● **ACTIONS TO TAKE**
**1.** Decide whether each statement below agrees with the Fox earnings call transcript. Answer yes or no for each, quoting the deciding words of the transcript: (a) FOX one will be offered at a discounted price. (b) FOX one is aimed at the cordless market. (c) From an advertising revenue versus rights cost perspective, the Super Bowl was a deficit for Fox this year.
**2.** Reproduce the part of the Fox earnings call transcript starting at "Michael Morris" and ending at "our our distributors.".
**3.** Resume the Fox earnings call transcript after its final sentence, carrying on with the chief financial officer's remarks.

● **DOCUMENT PASSAGE**
-- -- --

Thank you. Good morning. I wanted to ask about FOX one. I know you said details will follow, but love to try to get some details on your view of pricing of the product, the addressable market and whether you expect to take on any partnerships or bundle or things like that. And if I could squeeze in one more, I know it's a little early, but Steve, could you give us any thoughts on looking into fiscal twenty twenty six and how we should think about any of the puts and takes after the strong fiscal twenty twenty five to date?

Michael Morris
Senior Managing Director at Guggenheim Partners

Thank you.

Lachlan Murdoch
Lachlan Murdoch
Executive Chairman & CEO at Fox

Thanks, Mike. So I'll answer the FOX one questions. And I can't give you a great amount of detail, but we'll be rolling these things out, obviously, as we get closer to the fall and to the start of the football season, which we will be launching beforehand. The the pricing will be in line with our wholesale well, with our wholesale pricing. So we think that's the appropriate level at the most fair to our our distributors.

Lachlan Murdoch
Lachlan Murdoch
Executive Chairman & CEO at Fox

So the pricing will be will be healthy. It will not be a discounted price. And very much as targeted to the which goes to your addressable market question, we're targeting the service entirely to the the cordless community, the cordless market out there. It would be a failure of us if if we attract, more, connected, subscribers or who are we don't we do not wanna lose a traditional cable subscriber, to Fox one, and we're doing everything we can to to, make sure as much as is humanly possible that that's that's the way we market, and that's the way we we plan, the business. But, yes, we will be entering partnerships, with other distributors and and and services to offer Fox one as you see other other streaming services do.

Lachlan Murdoch
Lachlan Murdoch
Executive Chairman & CEO at Fox

So we we will be working with with partners to to to gain as broader possible distribution within the within the the the focus of that cordless viewer. Steve?

Steve Tomsic
Steve Tomsic
Chief Financial Officer at Fox

Yeah. Thanks, Lachlan. Hi, Mike. So if I look at fiscal twenty six versus fiscal twenty five, obviously, you look at sort of the big sort of seasonal cyclical drivers of our business. So the big one from a sort of net margin perspective for us this year is political, which obviously is not there in an off year next year.

Steve Tomsic
Steve Tomsic
Chief Financial Officer at Fox

But then sort of Super Bowl from a purely advertising revenue versus rights cost perspective was a deficit for us this year. That's not there in fiscal 'twenty six. But then we have FIFA coming through in the very, very back end, which cross over fiscal 'twenty six versus fiscal 'twenty seven. Against all of that, we've got really, really nice tailwinds with our advertising business, particularly both at Fox News and Tubi. And then we're also continuing to see solid tailwinds with our affiliate revenue growth.

-- -- --

● **COLLECTED DATA**
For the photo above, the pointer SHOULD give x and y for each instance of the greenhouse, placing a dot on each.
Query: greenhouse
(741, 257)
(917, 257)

-- -- --

● **ANSWERS FOR THE TASKS**
**1.**
(a) No: "It will not be a discounted price."
(b) Yes: "the cordless community, the cordless market out there"
(c) Yes: "Super Bowl from a purely advertising revenue versus rights cost perspective was a deficit for us this year"

**2.**
Michael Morris
Senior Managing Director at Guggenheim Partners

Thank you.

Lachlan Murdoch
Lachlan Murdoch
Executive Chairman & CEO at Fox

Thanks, Mike. So I'll answer the FOX one questions. And I can't give you a great amount of detail, but we'll be rolling these things out, obviously, as we get closer to the fall and to the start of the football season, which we will be launching beforehand. The the pricing will be in line with our wholesale well, with our wholesale pricing. So we think that's the appropriate level at the most fair to our our distributors.

**3.**
Steve Tomsic
Steve Tomsic
Chief Financial Officer at Fox

And so I think some of the swing factor with fiscal twenty six, which is probably a little bit too early to call, is the extent to which we moderate the investment into the versus the B2C investment, particularly that launch cost investment going into the early part of next fiscal year. So hopefully, that gives you a few breadcrumbs.

Gabrielle Brown
Gabrielle Brown
Executive VP & Chief Investor Relations Officer at Fox

Operator, can we go to the next question, please?

Operator

We have a question from John Hodulik from UBS. Please go ahead. Great. Thank you.

John Hodulik
John Hodulik
Telecom and Cable Analyst at UBS Group

In the past you guys have talked about increasing demand from brand advertisers on Fox News. Could you update us on that? Are you seeing any sort of quantifiable shift from Doctor to brand advertising? And I know it's sold differently, but can you comment on the sort of difference in sort of price between what you're getting from Doctor and what you're getting from brand advertising? Thanks.

Lachlan Murdoch
Lachlan Murdoch
Executive Chairman & CEO at Fox

Thanks, John. So I think we're now up to over 200 new, advertisers, since the election. I think when Steve left the cat out the bag, it was over a hundred, a hundred and hundred something, but but that's grown to over 200 new advertisers. And I think the the really positive and an important data point to to to know here is that they are continuing to advertise. So this is this is not a knee jerk or one off reaction, to the election, but these advertisers have, you know, found our audience.

Lachlan Murdoch
Lachlan Murdoch
Executive Chairman & CEO at Fox

The the the creative work and the, the positioning is is working for them, and they're sticking, on our air and continuing to advertise. So we see that as a as a very positive, sort of of recognition of the the power of Fox News, the power of our ratings and and programming, and that it's working for these new 200 advertisers, and they're sticking, sticking with us. In terms of, direct response, so I don't think this directly answers your your question. I I don't I don't wanna give specific sort of pricing out. But just so you know, direct response during the quarter, on Fox News was up over, 30% direct response.

Lachlan Murdoch
Lachlan Murdoch
Executive Chairman & CEO at Fox

And our scatter pricing was up over 50%, of up upfront pricing. So the the momentum that we're seeing, within Fox News, obviously, driven first by, really sort of record setting, audience and and share. That's flowing through nicely to the revenue line and that momentum seems to be continuing. Great.

Gabrielle Brown
Gabrielle Brown
Executive VP & Chief Investor Relations Officer at Fox

Next question please.

Operator

We have a question from Jessica Reif Ehrlich of Bank of America. Please go ahead.

Jessica Reif Ehrlich
Managing Director at Bank of America Securities

Thank you. Like, well, couple of things. One, all parts of your business have pretty much surprised on the upside over, I don't know, a while, but maybe nothing more surprising than to be. Can you talk about the path to profitability and the drivers, whether it's programmatic and fill rates or content like what you're doing or what your plans are? And then the balance sheet is just so strong.

Jessica Reif Ehrlich
Managing Director at Bank of America Securities

So clearly, you have lots of options. Can you give us some color on how you're thinking about that?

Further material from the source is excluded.